Stored items
┌────────

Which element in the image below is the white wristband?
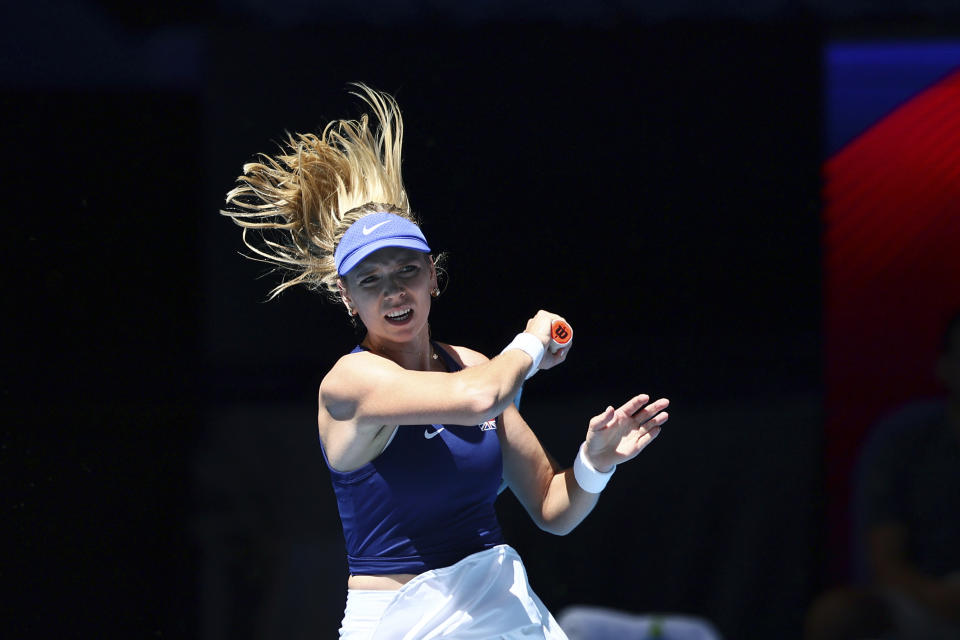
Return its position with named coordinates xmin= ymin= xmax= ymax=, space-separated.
xmin=500 ymin=333 xmax=546 ymax=379
xmin=573 ymin=442 xmax=617 ymax=493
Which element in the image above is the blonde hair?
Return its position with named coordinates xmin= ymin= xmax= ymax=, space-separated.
xmin=227 ymin=83 xmax=417 ymax=299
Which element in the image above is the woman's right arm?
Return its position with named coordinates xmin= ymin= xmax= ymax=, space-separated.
xmin=320 ymin=311 xmax=566 ymax=429
xmin=317 ymin=311 xmax=567 ymax=468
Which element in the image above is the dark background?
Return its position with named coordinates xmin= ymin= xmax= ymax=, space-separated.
xmin=0 ymin=2 xmax=958 ymax=638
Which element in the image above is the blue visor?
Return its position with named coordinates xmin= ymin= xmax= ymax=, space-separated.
xmin=333 ymin=212 xmax=430 ymax=276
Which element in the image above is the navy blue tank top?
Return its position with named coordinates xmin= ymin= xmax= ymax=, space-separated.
xmin=321 ymin=344 xmax=504 ymax=575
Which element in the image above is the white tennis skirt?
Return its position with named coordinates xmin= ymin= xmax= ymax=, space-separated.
xmin=340 ymin=544 xmax=567 ymax=640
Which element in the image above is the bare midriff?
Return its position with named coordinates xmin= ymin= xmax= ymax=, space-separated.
xmin=347 ymin=573 xmax=417 ymax=591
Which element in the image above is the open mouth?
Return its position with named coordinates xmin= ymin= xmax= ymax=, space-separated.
xmin=384 ymin=307 xmax=413 ymax=324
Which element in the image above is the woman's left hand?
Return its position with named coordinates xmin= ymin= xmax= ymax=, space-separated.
xmin=586 ymin=393 xmax=670 ymax=471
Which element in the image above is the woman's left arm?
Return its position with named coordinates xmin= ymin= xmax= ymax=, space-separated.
xmin=497 ymin=394 xmax=669 ymax=535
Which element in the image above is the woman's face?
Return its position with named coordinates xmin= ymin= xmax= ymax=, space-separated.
xmin=341 ymin=247 xmax=437 ymax=342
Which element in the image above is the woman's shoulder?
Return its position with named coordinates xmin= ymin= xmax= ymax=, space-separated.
xmin=320 ymin=349 xmax=386 ymax=395
xmin=436 ymin=342 xmax=490 ymax=368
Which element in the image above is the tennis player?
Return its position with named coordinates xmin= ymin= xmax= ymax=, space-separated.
xmin=223 ymin=85 xmax=668 ymax=640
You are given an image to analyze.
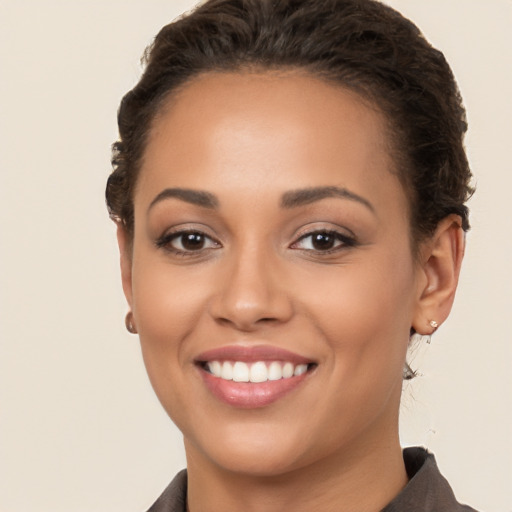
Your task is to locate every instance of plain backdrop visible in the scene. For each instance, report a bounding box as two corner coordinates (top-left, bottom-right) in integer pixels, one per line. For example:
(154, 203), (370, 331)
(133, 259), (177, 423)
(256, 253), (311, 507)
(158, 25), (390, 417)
(0, 0), (512, 512)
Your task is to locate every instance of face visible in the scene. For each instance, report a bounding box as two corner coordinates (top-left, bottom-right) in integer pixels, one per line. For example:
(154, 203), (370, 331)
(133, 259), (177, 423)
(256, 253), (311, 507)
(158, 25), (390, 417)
(121, 74), (428, 475)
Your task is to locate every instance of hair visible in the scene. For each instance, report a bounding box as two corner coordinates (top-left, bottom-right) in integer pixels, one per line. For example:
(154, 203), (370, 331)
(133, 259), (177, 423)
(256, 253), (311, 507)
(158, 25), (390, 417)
(106, 0), (473, 248)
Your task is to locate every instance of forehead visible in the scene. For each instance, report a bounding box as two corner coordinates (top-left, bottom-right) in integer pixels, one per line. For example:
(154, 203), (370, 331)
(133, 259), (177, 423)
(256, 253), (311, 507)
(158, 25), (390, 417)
(138, 72), (408, 214)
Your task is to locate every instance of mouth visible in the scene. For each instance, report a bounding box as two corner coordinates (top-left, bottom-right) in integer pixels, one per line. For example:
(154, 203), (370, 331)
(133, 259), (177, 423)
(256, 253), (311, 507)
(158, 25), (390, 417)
(202, 361), (315, 383)
(196, 346), (318, 409)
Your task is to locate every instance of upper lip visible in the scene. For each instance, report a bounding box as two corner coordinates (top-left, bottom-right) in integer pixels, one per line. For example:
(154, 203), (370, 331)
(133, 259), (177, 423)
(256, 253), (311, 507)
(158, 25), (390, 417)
(195, 345), (314, 365)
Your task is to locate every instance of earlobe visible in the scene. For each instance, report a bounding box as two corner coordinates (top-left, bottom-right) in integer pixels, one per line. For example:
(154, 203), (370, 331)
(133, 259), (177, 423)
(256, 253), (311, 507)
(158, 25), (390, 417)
(412, 215), (465, 334)
(117, 222), (132, 308)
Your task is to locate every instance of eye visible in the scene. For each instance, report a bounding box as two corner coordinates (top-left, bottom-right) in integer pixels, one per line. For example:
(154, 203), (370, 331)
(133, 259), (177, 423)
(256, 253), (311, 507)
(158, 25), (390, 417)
(157, 230), (219, 254)
(292, 230), (355, 253)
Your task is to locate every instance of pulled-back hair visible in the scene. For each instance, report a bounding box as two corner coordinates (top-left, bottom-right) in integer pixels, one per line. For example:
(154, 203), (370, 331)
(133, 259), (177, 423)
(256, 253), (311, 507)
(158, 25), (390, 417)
(106, 0), (472, 246)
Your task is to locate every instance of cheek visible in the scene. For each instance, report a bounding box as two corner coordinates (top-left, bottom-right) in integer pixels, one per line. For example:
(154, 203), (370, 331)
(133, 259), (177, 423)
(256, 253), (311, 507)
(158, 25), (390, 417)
(303, 251), (415, 364)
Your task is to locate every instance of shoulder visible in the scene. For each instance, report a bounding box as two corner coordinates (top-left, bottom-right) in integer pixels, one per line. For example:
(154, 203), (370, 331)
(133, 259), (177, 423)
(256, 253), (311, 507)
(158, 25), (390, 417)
(382, 447), (477, 512)
(147, 469), (187, 512)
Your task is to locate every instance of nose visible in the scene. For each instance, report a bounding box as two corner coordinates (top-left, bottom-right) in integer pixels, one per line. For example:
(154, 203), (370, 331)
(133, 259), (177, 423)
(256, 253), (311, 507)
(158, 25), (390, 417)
(210, 251), (293, 332)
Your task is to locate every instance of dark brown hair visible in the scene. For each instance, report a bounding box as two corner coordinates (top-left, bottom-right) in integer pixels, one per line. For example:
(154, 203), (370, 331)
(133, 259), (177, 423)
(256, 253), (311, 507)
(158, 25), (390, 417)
(106, 0), (472, 246)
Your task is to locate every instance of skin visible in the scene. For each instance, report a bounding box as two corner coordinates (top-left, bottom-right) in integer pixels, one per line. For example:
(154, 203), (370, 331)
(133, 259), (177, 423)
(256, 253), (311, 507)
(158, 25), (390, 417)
(118, 73), (463, 512)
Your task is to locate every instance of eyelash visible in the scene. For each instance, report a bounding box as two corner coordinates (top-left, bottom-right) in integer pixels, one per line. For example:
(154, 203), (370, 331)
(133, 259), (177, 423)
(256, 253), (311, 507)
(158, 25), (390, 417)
(155, 229), (357, 257)
(290, 229), (357, 255)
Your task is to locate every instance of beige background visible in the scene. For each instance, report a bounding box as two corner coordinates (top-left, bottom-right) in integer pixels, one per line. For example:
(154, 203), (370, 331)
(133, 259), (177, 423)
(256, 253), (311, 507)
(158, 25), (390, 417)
(0, 0), (512, 512)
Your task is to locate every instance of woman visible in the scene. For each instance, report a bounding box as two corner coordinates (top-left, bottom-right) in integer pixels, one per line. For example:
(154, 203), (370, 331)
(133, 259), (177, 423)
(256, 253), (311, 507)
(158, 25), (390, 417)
(107, 0), (471, 512)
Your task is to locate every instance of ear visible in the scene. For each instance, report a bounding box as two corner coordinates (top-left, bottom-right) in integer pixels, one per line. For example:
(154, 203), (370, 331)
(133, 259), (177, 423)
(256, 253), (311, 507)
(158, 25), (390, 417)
(412, 215), (465, 334)
(117, 222), (132, 309)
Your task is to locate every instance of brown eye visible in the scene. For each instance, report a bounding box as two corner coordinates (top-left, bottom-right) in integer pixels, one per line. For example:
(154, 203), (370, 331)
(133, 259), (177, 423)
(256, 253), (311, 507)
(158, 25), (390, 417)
(179, 233), (206, 251)
(311, 233), (336, 251)
(157, 231), (219, 254)
(292, 231), (356, 253)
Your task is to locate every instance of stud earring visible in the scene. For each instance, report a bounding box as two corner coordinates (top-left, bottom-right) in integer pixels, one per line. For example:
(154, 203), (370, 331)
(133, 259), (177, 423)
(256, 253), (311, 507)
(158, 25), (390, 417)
(124, 311), (137, 334)
(429, 320), (439, 334)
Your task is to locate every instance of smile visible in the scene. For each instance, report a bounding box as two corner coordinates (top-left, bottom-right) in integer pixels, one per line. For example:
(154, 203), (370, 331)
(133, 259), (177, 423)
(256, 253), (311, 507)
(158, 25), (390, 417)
(204, 361), (309, 383)
(195, 345), (318, 409)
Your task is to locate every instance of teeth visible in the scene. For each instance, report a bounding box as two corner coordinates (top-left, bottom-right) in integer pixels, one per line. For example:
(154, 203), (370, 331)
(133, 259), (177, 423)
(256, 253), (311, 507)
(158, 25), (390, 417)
(268, 361), (283, 380)
(233, 361), (249, 382)
(249, 361), (268, 382)
(222, 361), (233, 380)
(283, 363), (294, 379)
(206, 361), (308, 383)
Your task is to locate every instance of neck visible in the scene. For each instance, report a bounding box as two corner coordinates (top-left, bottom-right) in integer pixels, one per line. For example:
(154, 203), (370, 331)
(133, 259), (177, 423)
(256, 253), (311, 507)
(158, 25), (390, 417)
(187, 436), (407, 512)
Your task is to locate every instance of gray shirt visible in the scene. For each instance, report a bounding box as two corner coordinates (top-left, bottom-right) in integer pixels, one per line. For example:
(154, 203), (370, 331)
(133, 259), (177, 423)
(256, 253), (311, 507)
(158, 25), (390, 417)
(148, 448), (476, 512)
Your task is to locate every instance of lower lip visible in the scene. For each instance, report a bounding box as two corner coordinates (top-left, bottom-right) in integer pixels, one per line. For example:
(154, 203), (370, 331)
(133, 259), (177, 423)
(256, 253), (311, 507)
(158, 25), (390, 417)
(200, 368), (309, 409)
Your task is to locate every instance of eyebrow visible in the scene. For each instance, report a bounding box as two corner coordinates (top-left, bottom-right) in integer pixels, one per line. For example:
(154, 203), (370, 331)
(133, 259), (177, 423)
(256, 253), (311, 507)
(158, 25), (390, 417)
(148, 186), (375, 213)
(148, 188), (219, 211)
(281, 187), (375, 213)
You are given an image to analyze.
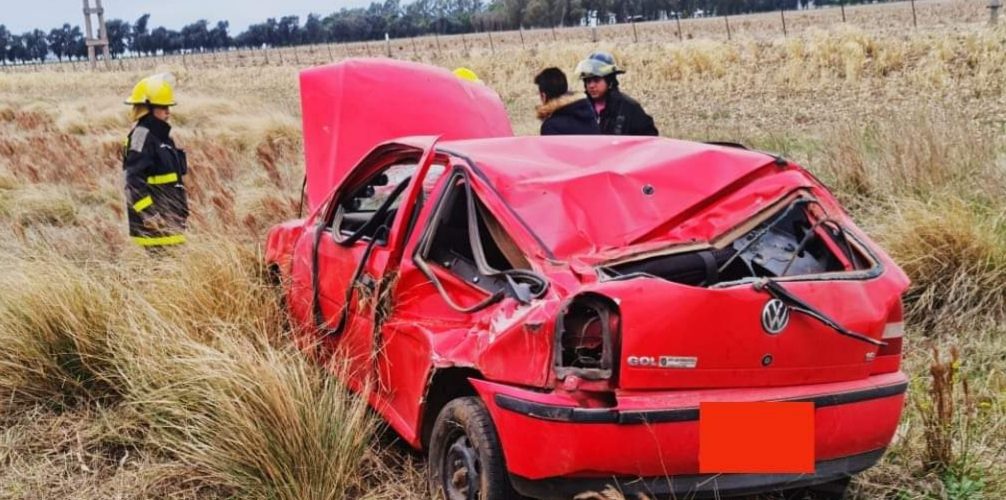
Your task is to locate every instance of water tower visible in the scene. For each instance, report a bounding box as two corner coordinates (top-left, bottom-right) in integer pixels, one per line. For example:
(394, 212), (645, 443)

└────────

REQUIREMENT:
Reproduce the lines of the listing above without changes, from the line with "Your task is to locate every instance of brown" to the line with "(195, 345), (318, 409)", including both of those lines.

EXERCISE OUTPUT:
Your task is to locate every instance of brown eye visible in the scene. For each instance, report a bounding box as two corner coordinates (top-left, bottom-right) in integer pixels, one per line. For example:
(154, 203), (370, 331)
(133, 259), (177, 423)
(256, 253), (311, 507)
(158, 25), (390, 417)
(179, 233), (206, 251)
(311, 233), (336, 251)
(157, 231), (219, 254)
(292, 231), (356, 253)
Your task is to locate every instance of stud earring visible in the scene. For each instance, report a bounding box as two corner coordinates (top-left, bottom-right) in integer pixels, one per line. For example:
(154, 203), (370, 331)
(133, 259), (177, 423)
(256, 253), (311, 507)
(158, 25), (390, 417)
(124, 311), (137, 334)
(429, 320), (439, 334)
Your task is to locate every instance of smile visible in the scene. For each instance, report a bounding box as two corner coordinates (top-left, bottom-right) in integer pixels, one per line. For example:
(154, 203), (370, 331)
(133, 259), (177, 423)
(256, 253), (311, 507)
(158, 25), (390, 417)
(204, 361), (309, 383)
(195, 345), (318, 409)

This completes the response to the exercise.